Starting at the line that holds "Exercise. Point to the sandal", transcribe every line to the end of the data exactly; include no other lines.

--*--

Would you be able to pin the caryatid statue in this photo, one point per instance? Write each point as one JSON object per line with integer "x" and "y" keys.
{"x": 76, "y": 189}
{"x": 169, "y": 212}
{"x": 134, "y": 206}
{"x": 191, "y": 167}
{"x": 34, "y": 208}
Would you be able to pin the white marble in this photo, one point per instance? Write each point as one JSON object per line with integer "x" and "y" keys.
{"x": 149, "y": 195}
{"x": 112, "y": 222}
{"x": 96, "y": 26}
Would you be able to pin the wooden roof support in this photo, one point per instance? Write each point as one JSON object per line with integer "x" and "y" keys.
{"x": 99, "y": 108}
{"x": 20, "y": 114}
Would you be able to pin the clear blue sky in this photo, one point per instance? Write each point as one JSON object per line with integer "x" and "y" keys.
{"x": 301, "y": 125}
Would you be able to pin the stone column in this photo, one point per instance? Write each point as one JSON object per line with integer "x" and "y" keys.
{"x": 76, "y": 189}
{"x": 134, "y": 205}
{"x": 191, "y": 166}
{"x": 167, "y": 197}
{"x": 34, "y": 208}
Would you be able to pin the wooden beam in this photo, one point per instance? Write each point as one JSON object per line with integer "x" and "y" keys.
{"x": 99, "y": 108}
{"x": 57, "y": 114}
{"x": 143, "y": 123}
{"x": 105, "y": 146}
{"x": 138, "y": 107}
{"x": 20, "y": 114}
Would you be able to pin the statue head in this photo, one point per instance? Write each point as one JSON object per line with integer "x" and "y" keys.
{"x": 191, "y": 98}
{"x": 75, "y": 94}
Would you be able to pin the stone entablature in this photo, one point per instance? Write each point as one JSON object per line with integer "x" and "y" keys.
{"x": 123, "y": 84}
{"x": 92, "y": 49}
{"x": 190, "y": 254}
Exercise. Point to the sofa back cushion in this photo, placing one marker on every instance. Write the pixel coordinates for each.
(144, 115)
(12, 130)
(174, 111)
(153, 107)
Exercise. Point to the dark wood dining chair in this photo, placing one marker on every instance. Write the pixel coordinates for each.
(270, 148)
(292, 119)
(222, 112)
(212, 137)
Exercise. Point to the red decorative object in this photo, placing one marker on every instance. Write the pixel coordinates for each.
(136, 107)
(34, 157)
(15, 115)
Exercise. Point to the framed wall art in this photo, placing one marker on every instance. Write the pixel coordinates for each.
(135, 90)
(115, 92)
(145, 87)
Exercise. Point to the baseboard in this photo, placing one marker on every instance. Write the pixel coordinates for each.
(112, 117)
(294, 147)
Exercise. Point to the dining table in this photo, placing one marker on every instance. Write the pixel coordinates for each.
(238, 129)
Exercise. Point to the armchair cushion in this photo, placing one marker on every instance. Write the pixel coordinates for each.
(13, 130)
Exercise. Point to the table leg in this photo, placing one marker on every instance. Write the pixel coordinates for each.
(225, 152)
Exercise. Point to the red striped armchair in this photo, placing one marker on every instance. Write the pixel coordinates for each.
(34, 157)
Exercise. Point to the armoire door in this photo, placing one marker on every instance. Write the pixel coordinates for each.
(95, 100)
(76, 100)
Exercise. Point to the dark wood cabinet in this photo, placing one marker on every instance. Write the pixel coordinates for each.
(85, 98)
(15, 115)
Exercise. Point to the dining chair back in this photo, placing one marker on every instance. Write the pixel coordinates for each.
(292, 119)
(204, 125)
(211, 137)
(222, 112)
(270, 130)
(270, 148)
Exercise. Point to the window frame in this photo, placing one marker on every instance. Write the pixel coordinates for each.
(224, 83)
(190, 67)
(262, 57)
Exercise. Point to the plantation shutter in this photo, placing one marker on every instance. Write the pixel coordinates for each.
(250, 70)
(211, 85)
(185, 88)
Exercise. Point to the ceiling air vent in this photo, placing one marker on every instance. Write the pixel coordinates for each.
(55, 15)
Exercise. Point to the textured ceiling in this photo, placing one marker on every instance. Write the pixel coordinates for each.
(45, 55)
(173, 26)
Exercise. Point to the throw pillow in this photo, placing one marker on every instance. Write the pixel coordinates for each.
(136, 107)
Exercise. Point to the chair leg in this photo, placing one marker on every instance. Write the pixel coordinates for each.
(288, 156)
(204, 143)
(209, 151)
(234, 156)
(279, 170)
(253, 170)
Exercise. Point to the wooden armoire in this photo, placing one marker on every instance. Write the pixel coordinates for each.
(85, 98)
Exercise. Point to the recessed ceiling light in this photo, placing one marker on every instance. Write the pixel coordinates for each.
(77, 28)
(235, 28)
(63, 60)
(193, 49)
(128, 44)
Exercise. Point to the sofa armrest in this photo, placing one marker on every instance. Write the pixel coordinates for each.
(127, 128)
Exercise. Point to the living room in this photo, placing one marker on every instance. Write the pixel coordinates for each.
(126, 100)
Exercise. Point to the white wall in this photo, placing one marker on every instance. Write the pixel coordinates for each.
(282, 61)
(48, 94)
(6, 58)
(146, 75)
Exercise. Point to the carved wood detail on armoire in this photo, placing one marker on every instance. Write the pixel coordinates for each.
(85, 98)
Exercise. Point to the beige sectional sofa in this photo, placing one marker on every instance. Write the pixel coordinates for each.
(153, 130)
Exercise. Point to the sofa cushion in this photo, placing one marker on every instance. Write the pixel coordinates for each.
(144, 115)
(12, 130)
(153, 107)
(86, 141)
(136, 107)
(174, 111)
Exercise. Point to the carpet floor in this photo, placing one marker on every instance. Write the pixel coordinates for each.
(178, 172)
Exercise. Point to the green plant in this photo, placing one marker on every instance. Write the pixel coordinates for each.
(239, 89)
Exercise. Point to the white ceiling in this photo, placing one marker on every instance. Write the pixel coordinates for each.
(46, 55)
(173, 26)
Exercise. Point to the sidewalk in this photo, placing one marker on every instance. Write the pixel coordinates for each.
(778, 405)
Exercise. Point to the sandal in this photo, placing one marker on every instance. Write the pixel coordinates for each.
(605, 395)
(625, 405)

--*--

→ **RESPONSE TO THE EXERCISE**
Exercise. Point to the sandal in this photo, placing one marker on every instance. Write the pixel coordinates for each.
(605, 395)
(625, 405)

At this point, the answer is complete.